# Start of Extracted entries
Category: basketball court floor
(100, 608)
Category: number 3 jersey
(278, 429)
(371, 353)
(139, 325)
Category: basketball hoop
# End of Extracted entries
Rewrite the records with every "Category" switched to "Class", leaving everything else unchanged.

Class: basketball court floor
(100, 608)
Class: number 3 jersey
(278, 429)
(371, 353)
(139, 325)
Class: basketball hoop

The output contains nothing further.